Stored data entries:
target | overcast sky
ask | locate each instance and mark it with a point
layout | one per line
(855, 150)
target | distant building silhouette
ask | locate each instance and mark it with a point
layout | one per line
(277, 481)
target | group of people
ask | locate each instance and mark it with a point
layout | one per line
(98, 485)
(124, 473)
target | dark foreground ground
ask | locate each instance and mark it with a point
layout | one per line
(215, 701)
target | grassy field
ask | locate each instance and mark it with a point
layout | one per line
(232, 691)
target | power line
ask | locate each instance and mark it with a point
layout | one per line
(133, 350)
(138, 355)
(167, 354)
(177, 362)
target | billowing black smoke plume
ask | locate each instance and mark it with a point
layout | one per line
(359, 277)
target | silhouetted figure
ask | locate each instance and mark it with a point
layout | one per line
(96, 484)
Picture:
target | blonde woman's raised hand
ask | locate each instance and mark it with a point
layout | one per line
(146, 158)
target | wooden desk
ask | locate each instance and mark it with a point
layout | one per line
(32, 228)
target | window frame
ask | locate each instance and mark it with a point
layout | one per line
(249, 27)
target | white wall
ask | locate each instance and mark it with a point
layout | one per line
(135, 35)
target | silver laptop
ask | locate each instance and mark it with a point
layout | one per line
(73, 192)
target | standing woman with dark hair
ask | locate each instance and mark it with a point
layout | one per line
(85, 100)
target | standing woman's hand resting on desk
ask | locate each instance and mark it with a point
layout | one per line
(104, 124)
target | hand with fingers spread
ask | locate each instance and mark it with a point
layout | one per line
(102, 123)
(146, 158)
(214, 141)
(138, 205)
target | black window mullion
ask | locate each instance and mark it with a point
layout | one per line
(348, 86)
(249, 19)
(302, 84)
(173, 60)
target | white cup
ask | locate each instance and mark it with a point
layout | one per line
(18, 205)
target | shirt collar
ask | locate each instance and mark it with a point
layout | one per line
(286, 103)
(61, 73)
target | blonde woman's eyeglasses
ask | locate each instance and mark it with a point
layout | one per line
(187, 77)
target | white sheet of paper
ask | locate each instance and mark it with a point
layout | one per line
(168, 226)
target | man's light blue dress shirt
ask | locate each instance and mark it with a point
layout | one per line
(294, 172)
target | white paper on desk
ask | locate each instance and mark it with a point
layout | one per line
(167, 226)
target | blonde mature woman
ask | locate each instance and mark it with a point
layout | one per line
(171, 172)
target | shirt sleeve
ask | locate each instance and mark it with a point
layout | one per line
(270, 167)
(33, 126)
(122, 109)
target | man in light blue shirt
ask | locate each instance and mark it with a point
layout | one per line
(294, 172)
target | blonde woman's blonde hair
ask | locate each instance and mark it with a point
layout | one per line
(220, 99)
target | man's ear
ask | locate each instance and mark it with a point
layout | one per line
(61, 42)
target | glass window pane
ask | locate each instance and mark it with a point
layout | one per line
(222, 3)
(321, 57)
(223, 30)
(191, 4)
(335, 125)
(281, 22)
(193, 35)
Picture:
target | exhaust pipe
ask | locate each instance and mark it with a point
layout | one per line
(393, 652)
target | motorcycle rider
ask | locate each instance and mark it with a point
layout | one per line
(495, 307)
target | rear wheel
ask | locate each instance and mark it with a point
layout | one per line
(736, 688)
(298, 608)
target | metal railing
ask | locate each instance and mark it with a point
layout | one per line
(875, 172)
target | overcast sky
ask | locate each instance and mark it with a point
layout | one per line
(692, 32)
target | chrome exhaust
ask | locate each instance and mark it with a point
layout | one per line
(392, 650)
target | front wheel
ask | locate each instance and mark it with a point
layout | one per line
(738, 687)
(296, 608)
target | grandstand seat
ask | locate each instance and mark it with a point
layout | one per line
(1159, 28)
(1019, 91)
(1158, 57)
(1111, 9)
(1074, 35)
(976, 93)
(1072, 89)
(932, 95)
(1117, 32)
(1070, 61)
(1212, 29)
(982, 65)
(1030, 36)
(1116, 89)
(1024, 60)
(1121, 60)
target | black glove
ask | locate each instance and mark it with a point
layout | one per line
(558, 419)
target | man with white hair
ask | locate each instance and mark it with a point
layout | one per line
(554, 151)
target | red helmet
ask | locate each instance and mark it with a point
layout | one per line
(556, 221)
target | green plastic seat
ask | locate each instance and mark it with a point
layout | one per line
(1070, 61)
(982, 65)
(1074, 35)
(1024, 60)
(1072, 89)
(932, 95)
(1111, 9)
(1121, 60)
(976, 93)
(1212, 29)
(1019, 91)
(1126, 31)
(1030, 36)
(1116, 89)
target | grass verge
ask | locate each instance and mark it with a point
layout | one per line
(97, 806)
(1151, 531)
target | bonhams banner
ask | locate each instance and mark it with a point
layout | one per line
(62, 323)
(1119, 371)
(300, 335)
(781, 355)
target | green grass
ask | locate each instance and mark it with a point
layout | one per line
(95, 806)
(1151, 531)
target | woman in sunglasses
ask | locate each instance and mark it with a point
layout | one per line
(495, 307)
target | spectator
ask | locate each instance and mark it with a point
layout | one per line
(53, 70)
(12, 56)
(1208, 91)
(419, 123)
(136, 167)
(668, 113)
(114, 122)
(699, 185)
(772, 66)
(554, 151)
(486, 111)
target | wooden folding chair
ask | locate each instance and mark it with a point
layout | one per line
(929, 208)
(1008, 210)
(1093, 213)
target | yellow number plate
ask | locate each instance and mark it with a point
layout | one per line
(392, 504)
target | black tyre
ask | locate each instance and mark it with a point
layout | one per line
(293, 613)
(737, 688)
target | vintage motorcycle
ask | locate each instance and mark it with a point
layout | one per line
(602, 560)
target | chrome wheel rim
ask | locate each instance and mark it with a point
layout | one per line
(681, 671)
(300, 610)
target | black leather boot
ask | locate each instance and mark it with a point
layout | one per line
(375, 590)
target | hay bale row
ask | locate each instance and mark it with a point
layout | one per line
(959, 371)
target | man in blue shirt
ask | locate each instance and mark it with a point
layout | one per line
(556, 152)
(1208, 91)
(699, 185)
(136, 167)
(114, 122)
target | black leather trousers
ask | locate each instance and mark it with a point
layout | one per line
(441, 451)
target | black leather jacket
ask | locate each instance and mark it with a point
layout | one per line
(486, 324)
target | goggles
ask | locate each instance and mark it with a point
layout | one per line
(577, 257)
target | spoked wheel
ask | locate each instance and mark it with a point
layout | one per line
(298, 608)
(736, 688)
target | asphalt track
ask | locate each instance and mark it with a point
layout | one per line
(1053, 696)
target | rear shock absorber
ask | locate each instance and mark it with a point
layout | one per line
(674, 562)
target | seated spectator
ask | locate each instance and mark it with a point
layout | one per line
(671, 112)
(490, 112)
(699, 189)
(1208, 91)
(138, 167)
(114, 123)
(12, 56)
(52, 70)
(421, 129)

==

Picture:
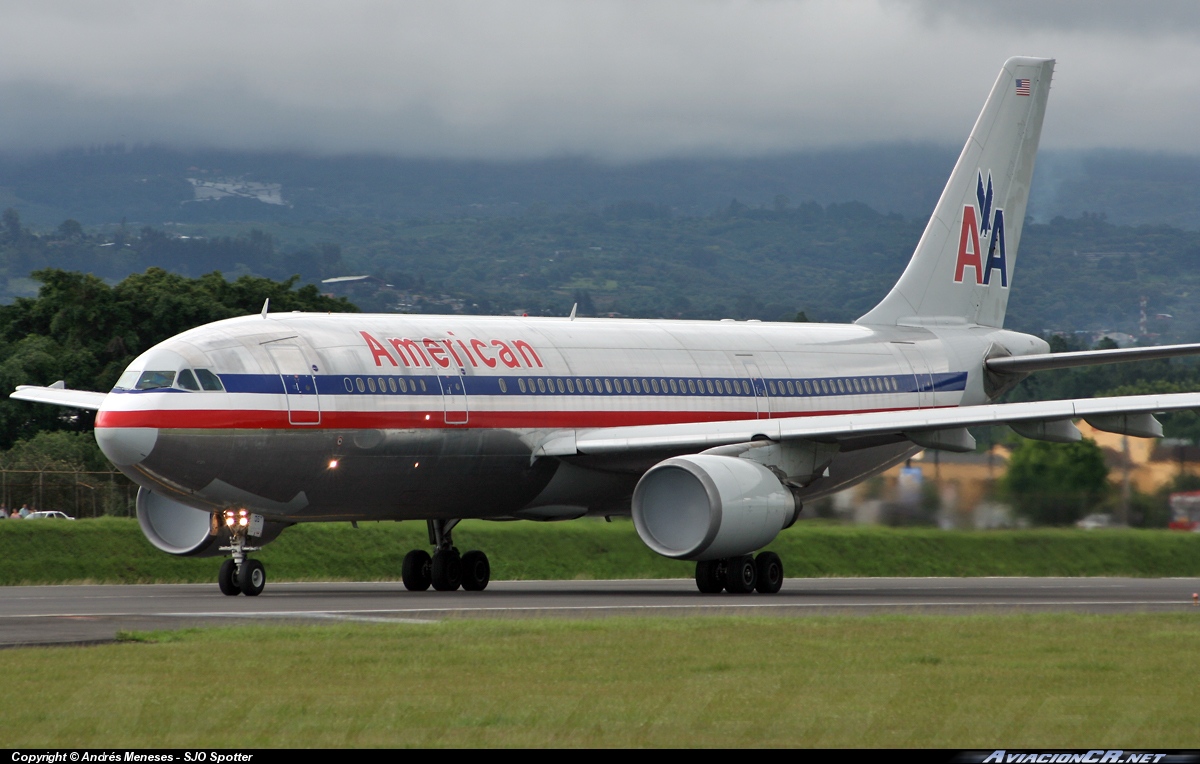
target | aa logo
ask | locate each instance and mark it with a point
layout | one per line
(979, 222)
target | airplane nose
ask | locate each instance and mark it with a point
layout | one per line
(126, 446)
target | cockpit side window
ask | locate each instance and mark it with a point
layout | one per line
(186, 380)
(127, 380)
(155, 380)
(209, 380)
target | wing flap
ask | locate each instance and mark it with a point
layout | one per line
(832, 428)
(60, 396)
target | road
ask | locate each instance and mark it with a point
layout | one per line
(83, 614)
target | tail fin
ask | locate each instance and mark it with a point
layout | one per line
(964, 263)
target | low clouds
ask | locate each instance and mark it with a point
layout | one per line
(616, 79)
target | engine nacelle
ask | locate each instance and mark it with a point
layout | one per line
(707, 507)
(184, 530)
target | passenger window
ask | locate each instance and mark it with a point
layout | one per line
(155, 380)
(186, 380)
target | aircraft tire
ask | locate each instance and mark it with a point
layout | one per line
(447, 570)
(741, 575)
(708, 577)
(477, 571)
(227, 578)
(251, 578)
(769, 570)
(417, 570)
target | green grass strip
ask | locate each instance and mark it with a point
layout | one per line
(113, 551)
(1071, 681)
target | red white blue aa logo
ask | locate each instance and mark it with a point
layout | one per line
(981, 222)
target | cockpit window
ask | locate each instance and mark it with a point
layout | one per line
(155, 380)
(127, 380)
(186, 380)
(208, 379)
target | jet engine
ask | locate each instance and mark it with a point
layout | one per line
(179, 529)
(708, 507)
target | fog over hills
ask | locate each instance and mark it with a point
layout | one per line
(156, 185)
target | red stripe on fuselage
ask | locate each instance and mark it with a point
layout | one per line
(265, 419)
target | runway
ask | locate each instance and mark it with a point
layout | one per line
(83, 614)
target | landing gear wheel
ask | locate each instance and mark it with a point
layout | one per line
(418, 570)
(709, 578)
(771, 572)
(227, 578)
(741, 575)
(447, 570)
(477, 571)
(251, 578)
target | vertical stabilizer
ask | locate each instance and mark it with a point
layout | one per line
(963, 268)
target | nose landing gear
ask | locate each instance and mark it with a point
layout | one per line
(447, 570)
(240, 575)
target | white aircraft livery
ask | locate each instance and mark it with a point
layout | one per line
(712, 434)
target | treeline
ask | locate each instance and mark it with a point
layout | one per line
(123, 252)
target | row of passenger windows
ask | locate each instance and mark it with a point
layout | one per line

==

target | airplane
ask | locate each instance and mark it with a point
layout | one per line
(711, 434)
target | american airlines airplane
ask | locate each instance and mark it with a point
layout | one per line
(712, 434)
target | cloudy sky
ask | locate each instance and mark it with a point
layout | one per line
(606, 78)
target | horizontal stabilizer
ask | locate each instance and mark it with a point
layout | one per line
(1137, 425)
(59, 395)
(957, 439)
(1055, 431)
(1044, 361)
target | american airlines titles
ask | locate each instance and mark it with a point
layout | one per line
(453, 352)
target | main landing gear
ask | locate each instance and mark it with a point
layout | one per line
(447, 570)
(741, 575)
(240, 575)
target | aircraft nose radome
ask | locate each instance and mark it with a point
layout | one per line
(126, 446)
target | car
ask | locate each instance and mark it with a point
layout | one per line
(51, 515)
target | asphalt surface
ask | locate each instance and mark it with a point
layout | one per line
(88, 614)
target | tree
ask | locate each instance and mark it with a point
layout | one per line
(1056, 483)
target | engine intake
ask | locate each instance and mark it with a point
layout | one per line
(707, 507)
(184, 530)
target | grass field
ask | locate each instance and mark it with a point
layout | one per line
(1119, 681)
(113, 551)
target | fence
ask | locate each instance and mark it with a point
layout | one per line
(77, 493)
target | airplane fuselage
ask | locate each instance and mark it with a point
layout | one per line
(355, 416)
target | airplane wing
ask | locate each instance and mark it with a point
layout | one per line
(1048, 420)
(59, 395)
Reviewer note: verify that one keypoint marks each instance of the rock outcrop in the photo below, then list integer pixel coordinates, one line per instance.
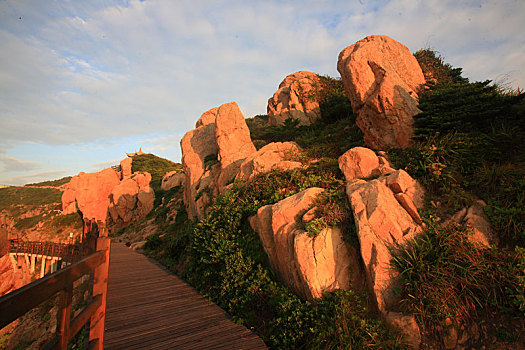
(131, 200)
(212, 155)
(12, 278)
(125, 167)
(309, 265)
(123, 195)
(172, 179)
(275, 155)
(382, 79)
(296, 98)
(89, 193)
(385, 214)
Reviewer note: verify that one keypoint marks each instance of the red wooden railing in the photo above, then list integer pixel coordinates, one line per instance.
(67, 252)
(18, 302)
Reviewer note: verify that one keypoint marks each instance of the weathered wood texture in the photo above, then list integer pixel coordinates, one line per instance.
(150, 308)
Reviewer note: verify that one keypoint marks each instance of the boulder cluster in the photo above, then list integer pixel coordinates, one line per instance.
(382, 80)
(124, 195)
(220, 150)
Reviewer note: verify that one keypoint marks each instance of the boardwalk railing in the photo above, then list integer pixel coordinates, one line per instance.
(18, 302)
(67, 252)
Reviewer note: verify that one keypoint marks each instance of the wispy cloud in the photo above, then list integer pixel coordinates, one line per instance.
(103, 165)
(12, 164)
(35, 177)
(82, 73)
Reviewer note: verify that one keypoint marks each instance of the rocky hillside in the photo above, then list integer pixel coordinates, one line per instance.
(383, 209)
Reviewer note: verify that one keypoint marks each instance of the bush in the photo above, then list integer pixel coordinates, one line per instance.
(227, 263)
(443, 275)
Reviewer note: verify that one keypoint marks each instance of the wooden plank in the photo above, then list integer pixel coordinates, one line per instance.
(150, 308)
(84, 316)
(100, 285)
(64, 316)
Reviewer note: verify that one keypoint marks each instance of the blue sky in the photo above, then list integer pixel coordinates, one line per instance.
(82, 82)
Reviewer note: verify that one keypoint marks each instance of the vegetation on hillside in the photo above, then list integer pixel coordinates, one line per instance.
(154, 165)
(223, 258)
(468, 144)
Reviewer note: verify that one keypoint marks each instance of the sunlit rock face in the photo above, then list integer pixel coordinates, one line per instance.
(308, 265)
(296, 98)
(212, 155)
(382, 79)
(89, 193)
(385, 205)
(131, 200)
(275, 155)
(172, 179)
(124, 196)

## [Work to be completed]
Please copy out each line of the data in which the word "chrome" occurs.

## [Response for this exercise]
target | chrome exhaust
target | chrome wheel rim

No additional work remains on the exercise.